[Pointing rows]
- - - - -

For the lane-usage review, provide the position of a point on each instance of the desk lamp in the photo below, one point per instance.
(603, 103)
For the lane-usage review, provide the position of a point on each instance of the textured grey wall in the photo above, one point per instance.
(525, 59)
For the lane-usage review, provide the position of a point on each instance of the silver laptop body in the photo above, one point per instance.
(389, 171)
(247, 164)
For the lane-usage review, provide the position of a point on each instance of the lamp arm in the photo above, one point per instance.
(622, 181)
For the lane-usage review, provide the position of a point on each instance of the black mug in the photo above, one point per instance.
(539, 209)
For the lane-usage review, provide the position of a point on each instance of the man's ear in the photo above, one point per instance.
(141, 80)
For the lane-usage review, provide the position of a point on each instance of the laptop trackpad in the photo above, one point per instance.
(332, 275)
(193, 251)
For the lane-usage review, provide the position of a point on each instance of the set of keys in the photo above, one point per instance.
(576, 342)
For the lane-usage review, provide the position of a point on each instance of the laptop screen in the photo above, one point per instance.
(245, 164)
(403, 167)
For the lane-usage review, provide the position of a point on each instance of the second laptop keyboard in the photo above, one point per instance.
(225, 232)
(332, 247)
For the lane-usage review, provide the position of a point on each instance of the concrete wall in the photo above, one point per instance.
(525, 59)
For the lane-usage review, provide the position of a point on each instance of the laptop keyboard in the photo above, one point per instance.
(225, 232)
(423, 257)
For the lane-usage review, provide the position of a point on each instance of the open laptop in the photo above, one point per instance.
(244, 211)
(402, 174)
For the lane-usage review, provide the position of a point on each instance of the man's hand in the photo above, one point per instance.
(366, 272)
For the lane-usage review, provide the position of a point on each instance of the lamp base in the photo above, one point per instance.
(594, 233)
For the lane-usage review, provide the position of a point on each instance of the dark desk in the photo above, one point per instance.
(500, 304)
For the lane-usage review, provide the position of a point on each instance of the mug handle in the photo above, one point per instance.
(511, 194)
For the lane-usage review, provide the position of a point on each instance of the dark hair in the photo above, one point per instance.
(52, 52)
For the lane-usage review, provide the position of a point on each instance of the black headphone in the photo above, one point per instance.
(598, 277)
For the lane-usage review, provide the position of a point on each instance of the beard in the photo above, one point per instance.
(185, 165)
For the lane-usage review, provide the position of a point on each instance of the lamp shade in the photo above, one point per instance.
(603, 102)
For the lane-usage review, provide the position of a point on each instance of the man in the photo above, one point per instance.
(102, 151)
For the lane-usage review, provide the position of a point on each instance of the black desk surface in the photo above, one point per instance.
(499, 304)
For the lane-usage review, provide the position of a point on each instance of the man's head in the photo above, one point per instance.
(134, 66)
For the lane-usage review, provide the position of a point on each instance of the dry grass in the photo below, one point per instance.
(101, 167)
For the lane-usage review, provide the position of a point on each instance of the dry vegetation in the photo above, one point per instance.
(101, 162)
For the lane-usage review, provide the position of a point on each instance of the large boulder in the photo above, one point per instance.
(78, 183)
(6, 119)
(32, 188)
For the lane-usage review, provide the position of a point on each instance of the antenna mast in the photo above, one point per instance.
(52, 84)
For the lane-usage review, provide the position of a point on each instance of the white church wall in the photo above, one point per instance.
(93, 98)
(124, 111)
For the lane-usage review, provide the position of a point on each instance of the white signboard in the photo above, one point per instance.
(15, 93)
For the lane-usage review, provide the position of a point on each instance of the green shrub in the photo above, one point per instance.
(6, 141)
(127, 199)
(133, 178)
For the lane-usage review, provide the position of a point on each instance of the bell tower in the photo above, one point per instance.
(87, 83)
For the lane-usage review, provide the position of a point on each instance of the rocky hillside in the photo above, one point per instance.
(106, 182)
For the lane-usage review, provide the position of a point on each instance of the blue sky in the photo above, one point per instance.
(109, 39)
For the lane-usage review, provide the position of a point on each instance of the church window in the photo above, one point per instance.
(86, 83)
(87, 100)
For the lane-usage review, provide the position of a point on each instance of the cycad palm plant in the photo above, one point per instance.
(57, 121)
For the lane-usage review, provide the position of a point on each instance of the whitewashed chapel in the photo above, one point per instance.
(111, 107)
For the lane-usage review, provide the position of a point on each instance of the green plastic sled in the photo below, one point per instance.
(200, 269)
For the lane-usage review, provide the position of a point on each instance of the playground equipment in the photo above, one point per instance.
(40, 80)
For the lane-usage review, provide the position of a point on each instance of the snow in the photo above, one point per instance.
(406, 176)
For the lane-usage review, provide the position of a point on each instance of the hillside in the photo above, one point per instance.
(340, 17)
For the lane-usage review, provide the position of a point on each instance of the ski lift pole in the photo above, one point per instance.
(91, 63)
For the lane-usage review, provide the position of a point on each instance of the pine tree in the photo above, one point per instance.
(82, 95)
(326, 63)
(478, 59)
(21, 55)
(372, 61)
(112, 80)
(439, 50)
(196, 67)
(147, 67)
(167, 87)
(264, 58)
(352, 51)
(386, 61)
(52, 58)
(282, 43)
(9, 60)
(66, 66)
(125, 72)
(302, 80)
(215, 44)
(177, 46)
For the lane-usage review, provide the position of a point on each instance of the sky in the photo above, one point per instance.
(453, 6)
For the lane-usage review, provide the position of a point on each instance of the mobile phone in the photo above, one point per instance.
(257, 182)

- - - - -

Request — Copy every row above word for word.

Finished exercise —
For the lane-usage review, provide the position of a point on each instance of the desk lamp in the photo below, one point per instance.
(603, 103)
For the lane-usage review, provide the position of a point on each instance of the textured grey wall in the photo above, one point per instance.
(525, 59)
For the lane-usage review, provide the position of a point on each instance of the silver laptop body in the photo above, one point per instance.
(389, 171)
(247, 164)
For the lane-usage review, provide the position of a point on each instance of the lamp arm in the photo above, one point per instance.
(622, 181)
For the lane-usage review, provide the position of a point on each instance of the black mug in the photo above, one point per instance.
(539, 209)
For the lane-usage review, provide the position of a point on each instance of the man's ear in the photo above, one point per instance.
(141, 80)
For the lane-usage review, provide the position of a point on each instance of the laptop trackpad in the photo above, one point per instance.
(332, 275)
(193, 251)
For the lane-usage review, provide the position of a point on each instance of the set of keys in the photo above, one point per instance.
(576, 342)
For the lane-usage review, provide the position of a point on each instance of the laptop screen in the photo above, one point per instance.
(245, 164)
(403, 167)
For the lane-usage review, provide the position of a point on each instance of the second laptop keyboard in the photo above, one point per instance.
(225, 232)
(332, 247)
For the lane-usage review, provide the position of a point on each instance of the concrete wall in the photo above, one point per instance.
(525, 59)
For the lane-usage review, provide the position of a point on each instance of the laptop keyboard in the photo above, one point per instance.
(225, 232)
(423, 257)
For the lane-usage review, provide the position of a point on each instance of the open laptop in the photo above, one point per instance.
(244, 211)
(402, 174)
For the lane-usage review, provide the position of a point on each instance of the man's hand in the photo above, one point per instance.
(366, 272)
For the lane-usage review, provide the position of a point on each instance of the lamp base in the photo above, one point per instance.
(594, 233)
For the lane-usage review, provide the position of a point on each instance of the dark desk in the photo above, one point per instance.
(500, 304)
For the lane-usage review, provide the position of a point on each instance of the mug handle in the photo above, one point per instance.
(511, 194)
For the lane-usage review, provide the position of a point on each instance of the dark hair in the photo above, one point per instance.
(52, 52)
For the lane-usage review, provide the position of a point on each instance of the black headphone in the photo above, one point per instance.
(598, 277)
For the lane-usage review, provide the position of a point on each instance of the beard in the photo above, one point per instance.
(185, 165)
For the lane-usage review, provide the position of a point on each instance of the lamp shade in the photo above, one point per instance.
(603, 102)
For the lane-usage review, provide the position of a point on each instance of the man in the photo above, one point per instance.
(102, 151)
For the lane-usage review, provide the position of a point on each instance of the black desk surface in the photo above, one point per instance.
(499, 304)
For the lane-usage review, provide the position of a point on each instance of the man's head in the photo above, one point per instance.
(134, 66)
For the lane-usage review, provide the position of a point on each instance of the dry grass in the photo below, one point per instance.
(101, 167)
For the lane-usage review, provide the position of a point on each instance of the dry vegetation in the photo above, one point per instance.
(101, 162)
For the lane-usage review, provide the position of a point on each instance of the large boulder in the photo above, one point per instance.
(78, 183)
(6, 119)
(32, 188)
For the lane-usage review, provide the position of a point on each instance of the antenna mast in the photo above, one point per instance.
(52, 84)
For the lane-usage review, provide the position of a point on each instance of the white church wall in the photo above, one point per instance.
(93, 98)
(124, 111)
For the lane-usage review, provide the position of a point on each instance of the white signboard in the photo above, one point per instance.
(15, 93)
For the lane-usage review, provide the position of a point on each instance of the green shrub in the photo above, one point per instance.
(6, 141)
(127, 199)
(133, 178)
For the lane-usage review, provide the position of a point on each instance of the bell tower in the photo above, one point per instance.
(87, 83)
For the lane-usage review, provide the position of a point on each instance of the rocky hillside in the photo above, one point per instance.
(106, 182)
For the lane-usage review, provide the position of a point on each instance of the blue sky in the photo above, one point per instance.
(109, 39)
For the lane-usage review, provide the position of a point on each instance of the church window in the photo above, one point per instance.
(86, 83)
(87, 100)
For the lane-usage review, provide the position of a point on each instance of the cycad palm plant in the photo above, one point per instance.
(57, 121)
For the lane-usage review, provide the position of a point on each instance of the whitewashed chapel in the photo above, one point per instance.
(111, 107)
For the lane-usage review, provide the position of a point on each instance of the green plastic sled in the photo below, one point per instance.
(200, 269)
For the lane-usage review, provide the position of a point on each instance of the playground equipment in the photo above, one point per instance.
(40, 80)
For the lane-usage review, provide the position of a point on each instance of the snow in the photo above, one point per instance.
(406, 176)
For the lane-usage review, provide the position of a point on each instance of the hillside in the photo above, one point per instance.
(340, 17)
For the lane-usage review, provide the position of a point on each instance of the ski lift pole in the photo above, one point per instance.
(91, 63)
For the lane-usage review, provide the position of a point on each instance of the pine tree in the photo above, one point per instance.
(82, 95)
(326, 63)
(478, 59)
(21, 55)
(372, 61)
(112, 80)
(439, 50)
(196, 67)
(147, 67)
(167, 87)
(264, 58)
(352, 51)
(386, 61)
(52, 58)
(282, 43)
(9, 60)
(66, 66)
(125, 72)
(302, 80)
(215, 44)
(177, 46)
For the lane-usage review, provide the position of a point on each instance of the sky in the photo above, one point per instance.
(453, 6)
For the lane-usage review, provide the position of a point on each instance of the mobile phone in the photo above, one point per instance.
(257, 182)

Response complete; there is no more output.